Task -
Could you repeat the entries below exactly, but only from the line with "query | white cloud" through the line with "TARGET: hillside", and without any picture?

Dataset entries -
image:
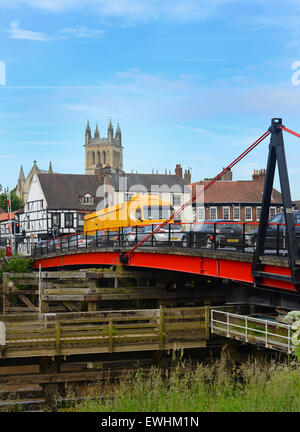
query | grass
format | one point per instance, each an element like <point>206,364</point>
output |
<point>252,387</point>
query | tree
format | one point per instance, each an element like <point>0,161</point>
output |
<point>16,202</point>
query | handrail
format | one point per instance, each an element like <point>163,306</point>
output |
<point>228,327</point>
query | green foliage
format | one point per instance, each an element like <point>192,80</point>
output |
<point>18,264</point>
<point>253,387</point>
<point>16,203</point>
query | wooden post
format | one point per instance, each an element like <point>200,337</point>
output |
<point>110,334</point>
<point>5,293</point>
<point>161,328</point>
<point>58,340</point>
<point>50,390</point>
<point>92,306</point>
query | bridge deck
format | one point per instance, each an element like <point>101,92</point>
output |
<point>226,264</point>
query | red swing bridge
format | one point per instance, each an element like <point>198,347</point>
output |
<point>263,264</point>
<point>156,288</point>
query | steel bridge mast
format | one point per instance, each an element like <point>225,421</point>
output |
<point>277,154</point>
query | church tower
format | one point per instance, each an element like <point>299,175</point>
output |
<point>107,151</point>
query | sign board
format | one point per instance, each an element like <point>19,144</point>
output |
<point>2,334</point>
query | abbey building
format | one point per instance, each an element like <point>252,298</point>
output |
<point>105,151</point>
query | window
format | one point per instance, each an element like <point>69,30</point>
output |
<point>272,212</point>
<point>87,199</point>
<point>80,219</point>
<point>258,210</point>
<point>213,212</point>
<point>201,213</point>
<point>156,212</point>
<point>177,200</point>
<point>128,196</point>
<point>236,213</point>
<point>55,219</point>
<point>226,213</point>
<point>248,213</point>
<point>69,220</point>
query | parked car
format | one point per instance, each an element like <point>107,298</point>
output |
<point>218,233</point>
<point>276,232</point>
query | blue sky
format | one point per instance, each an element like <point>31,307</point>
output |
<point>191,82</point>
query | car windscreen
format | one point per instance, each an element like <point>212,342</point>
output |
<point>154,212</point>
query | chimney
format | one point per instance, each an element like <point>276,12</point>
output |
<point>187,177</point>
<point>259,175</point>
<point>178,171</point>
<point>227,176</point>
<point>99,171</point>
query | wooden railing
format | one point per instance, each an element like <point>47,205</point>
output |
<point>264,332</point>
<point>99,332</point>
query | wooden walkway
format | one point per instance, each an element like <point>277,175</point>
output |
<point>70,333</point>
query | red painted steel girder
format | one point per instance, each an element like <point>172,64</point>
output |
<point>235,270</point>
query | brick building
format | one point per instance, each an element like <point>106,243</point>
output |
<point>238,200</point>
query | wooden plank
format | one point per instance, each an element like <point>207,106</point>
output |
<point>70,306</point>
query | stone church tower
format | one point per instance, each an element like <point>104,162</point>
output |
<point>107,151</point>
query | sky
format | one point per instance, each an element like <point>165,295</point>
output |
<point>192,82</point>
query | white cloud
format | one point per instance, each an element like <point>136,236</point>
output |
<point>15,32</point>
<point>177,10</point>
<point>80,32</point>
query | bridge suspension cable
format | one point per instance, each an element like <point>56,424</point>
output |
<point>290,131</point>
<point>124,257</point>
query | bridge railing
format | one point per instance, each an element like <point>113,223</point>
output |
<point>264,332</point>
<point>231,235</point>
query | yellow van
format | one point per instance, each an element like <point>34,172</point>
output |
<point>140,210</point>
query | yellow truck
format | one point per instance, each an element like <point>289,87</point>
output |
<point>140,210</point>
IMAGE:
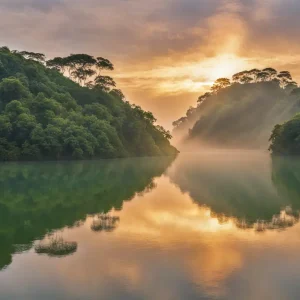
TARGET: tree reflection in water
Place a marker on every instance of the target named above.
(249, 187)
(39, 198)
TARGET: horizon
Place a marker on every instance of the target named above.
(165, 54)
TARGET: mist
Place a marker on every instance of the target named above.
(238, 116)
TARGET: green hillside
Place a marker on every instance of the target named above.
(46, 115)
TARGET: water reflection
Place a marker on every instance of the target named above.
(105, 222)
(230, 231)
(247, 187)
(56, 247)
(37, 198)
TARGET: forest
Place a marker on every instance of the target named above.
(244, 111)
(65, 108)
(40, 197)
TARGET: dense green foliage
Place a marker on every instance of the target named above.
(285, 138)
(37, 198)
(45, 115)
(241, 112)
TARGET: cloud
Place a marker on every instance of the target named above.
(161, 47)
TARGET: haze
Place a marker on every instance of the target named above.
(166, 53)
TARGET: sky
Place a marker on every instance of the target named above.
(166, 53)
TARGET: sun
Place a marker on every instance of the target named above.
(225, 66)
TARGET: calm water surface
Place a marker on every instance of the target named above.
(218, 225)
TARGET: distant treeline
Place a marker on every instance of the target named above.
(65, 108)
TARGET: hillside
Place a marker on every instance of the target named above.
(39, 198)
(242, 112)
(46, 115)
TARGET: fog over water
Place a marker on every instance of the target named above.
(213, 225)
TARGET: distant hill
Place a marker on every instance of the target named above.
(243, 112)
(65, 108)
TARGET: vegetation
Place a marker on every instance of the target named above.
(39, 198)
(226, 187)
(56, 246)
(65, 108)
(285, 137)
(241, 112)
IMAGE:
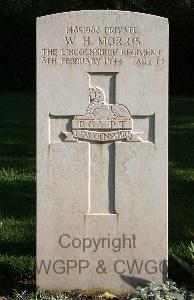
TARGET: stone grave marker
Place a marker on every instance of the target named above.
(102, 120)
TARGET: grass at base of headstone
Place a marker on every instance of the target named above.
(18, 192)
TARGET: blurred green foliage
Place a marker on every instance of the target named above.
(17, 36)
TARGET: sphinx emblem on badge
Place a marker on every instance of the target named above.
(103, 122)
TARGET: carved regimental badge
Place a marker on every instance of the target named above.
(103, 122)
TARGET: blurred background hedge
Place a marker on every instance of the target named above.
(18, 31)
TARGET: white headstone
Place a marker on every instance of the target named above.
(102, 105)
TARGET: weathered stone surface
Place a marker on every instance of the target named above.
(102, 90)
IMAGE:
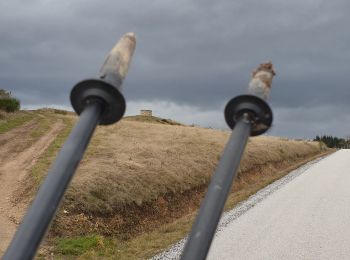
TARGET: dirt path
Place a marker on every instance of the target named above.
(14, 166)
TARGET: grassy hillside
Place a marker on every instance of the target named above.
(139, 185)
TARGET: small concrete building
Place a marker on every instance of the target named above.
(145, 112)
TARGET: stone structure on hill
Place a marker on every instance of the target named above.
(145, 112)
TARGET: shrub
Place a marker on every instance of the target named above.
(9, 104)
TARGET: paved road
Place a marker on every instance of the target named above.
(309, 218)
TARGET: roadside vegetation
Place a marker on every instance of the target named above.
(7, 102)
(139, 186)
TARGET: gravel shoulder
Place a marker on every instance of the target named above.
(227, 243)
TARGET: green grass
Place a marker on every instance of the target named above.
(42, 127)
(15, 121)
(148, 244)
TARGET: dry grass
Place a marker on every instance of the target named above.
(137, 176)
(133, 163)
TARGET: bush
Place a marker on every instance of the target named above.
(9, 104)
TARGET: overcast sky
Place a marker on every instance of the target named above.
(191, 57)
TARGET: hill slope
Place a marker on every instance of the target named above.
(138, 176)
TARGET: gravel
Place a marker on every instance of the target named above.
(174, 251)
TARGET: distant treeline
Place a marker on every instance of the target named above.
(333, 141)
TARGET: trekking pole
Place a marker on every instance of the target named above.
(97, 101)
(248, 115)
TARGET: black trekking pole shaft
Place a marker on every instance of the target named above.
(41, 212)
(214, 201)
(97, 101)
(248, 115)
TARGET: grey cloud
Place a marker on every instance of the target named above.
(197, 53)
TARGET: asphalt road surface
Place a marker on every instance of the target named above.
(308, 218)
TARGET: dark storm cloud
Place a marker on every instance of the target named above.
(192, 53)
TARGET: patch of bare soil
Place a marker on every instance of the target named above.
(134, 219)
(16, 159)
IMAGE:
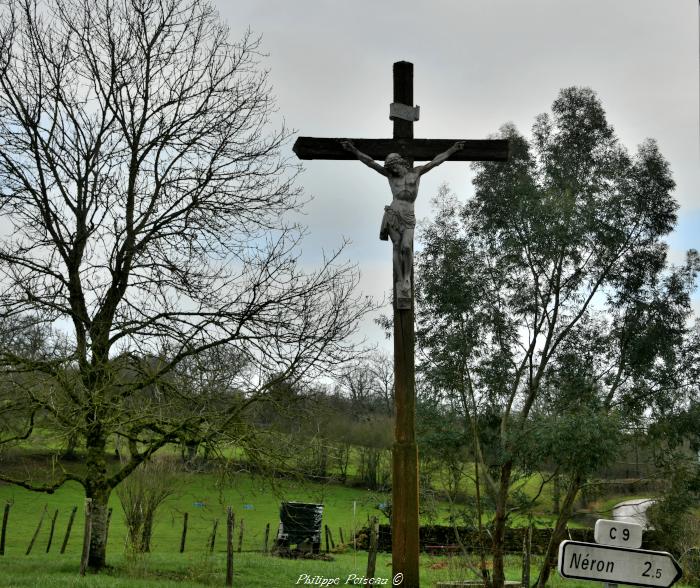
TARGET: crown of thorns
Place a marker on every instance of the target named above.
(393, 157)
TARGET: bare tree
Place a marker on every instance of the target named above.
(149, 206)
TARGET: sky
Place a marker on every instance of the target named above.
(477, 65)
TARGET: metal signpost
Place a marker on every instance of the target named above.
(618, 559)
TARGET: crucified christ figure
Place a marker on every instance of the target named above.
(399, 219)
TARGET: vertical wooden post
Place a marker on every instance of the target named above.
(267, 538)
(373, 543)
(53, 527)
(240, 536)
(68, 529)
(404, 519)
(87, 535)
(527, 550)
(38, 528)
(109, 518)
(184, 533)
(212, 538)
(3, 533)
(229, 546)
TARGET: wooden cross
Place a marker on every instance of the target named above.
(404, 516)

Result -
query | white cloud
format | one point per instance, each an element like <point>136,236</point>
output |
<point>15,32</point>
<point>177,10</point>
<point>80,32</point>
query | bridge suspension cable
format | one point per instance, each an element like <point>56,424</point>
output |
<point>290,131</point>
<point>124,257</point>
query | bridge railing
format | one point per instance, each an element like <point>113,223</point>
output |
<point>264,332</point>
<point>231,235</point>
query | yellow van
format | one point per instance, each an element like <point>34,172</point>
output |
<point>140,210</point>
query | yellow truck
format | one point per instance, each an element like <point>289,87</point>
output |
<point>140,210</point>
IMAGE:
TARGET: tree reflection in water
Place a marker on every instance of the target named above.
(249, 187)
(39, 198)
TARGET: horizon
Place a marker on every instance of the target named above.
(165, 54)
TARGET: mist
Place a marker on every instance of the target named above.
(238, 116)
TARGET: green hillside
Place a marker on every instance of the target named above.
(46, 115)
TARGET: water reflection
Place a marker on every instance of the target named above.
(105, 222)
(230, 231)
(247, 187)
(56, 247)
(37, 198)
TARGET: forest
Place a marker on every instance of the target named above.
(244, 111)
(65, 108)
(40, 197)
TARGET: dense green foliage
Place a marker on every instance of the target named above.
(285, 138)
(37, 198)
(45, 115)
(241, 112)
TARGET: cloud
Place a marker on every instance of the target named above.
(161, 47)
TARGET: haze
Place a marker on every instance of the target named above.
(166, 53)
TARGET: sky
Place a marker on every instance of the target named above.
(166, 53)
TARGET: sun
Place a marker on every instance of the target named above.
(225, 66)
TARGET: calm water surface
Place a marker on every instance of the target named above.
(218, 225)
TARGET: distant treeline
Place a marker on every instance of the target named above.
(65, 108)
TARGET: hillside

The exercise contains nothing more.